» TASK INSTRUCTIONS
The stretch from the line with "Each instance receives a single keypoint. Tag the blonde" through the line with "Each instance receives a single keypoint. Tag the person" in the records below: write it out exactly, and nothing else.

Records excerpted from a collection
::::

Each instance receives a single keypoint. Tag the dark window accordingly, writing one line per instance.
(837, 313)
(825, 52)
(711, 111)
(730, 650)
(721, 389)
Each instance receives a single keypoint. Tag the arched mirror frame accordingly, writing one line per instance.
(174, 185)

::::

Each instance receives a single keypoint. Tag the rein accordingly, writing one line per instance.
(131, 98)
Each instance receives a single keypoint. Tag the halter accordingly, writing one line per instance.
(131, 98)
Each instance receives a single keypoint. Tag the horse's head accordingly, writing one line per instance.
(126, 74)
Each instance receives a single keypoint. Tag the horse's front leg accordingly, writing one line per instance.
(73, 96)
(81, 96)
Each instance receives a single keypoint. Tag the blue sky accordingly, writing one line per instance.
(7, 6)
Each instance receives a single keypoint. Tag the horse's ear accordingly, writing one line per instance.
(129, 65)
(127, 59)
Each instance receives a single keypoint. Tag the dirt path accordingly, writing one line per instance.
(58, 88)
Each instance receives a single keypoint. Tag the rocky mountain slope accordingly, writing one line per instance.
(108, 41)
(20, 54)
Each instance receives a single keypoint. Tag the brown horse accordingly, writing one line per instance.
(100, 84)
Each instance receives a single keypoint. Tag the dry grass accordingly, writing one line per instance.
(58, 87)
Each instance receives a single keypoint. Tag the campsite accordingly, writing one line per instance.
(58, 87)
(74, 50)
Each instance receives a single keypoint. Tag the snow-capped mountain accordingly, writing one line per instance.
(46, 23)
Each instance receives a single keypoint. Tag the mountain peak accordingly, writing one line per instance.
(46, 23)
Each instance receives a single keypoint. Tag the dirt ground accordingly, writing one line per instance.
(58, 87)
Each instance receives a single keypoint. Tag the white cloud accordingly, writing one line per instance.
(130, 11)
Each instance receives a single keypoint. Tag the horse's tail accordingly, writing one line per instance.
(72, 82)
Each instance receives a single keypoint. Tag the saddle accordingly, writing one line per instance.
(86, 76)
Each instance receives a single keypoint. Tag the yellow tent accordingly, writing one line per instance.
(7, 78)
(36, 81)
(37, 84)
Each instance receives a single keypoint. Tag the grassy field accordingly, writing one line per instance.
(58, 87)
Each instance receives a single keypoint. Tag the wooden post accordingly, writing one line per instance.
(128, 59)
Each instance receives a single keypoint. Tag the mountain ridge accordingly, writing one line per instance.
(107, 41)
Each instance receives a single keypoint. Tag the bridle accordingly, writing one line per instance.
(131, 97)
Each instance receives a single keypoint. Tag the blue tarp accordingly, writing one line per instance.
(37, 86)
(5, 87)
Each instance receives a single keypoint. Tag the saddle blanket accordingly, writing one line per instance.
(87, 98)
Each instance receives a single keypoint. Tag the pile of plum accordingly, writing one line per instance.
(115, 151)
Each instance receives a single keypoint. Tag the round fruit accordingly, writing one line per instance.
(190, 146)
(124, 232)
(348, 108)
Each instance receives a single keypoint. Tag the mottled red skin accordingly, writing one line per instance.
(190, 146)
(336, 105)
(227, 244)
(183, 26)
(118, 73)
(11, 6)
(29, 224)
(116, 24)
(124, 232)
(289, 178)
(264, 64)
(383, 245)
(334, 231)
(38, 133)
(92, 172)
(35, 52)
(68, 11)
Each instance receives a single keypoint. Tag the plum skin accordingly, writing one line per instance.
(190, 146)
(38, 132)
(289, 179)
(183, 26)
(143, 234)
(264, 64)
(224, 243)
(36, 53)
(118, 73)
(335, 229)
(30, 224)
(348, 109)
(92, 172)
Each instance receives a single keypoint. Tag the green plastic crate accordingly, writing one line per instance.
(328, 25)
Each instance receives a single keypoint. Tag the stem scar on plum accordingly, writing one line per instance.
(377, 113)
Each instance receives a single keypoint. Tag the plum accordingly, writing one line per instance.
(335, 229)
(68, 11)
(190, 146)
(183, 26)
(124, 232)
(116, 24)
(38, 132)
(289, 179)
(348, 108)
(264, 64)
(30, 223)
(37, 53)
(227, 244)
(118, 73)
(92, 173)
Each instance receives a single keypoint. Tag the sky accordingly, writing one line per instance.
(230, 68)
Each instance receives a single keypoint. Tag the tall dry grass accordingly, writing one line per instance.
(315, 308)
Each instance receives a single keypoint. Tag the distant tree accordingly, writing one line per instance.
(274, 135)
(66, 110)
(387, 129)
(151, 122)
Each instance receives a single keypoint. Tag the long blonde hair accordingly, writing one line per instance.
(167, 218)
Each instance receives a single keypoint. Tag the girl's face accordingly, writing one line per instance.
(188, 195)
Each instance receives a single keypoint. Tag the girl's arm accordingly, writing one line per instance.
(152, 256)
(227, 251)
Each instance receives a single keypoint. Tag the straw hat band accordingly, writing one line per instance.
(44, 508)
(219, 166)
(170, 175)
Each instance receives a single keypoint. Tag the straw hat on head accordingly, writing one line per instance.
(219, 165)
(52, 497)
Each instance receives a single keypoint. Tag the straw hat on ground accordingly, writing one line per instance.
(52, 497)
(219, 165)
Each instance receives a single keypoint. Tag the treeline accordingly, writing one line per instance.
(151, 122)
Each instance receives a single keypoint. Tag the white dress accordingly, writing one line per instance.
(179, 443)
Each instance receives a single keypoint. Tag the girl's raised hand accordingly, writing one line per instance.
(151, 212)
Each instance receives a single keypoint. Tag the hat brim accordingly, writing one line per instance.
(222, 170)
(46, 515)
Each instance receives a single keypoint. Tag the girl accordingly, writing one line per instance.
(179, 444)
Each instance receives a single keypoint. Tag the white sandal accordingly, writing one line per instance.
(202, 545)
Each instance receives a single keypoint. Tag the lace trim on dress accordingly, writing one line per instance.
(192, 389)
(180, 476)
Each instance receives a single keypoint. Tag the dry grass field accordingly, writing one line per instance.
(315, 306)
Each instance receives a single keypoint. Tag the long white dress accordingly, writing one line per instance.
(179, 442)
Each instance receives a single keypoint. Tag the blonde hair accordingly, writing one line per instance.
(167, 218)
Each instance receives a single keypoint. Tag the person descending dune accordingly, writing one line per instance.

::::

» REPLY TO THE EXERCISE
Each instance receives a single keypoint. Tag the blonde hair accordingly, writing one line per instance.
(167, 218)
Each instance receives a single keypoint. Tag the person descending dune accordingly, writing one line per instance.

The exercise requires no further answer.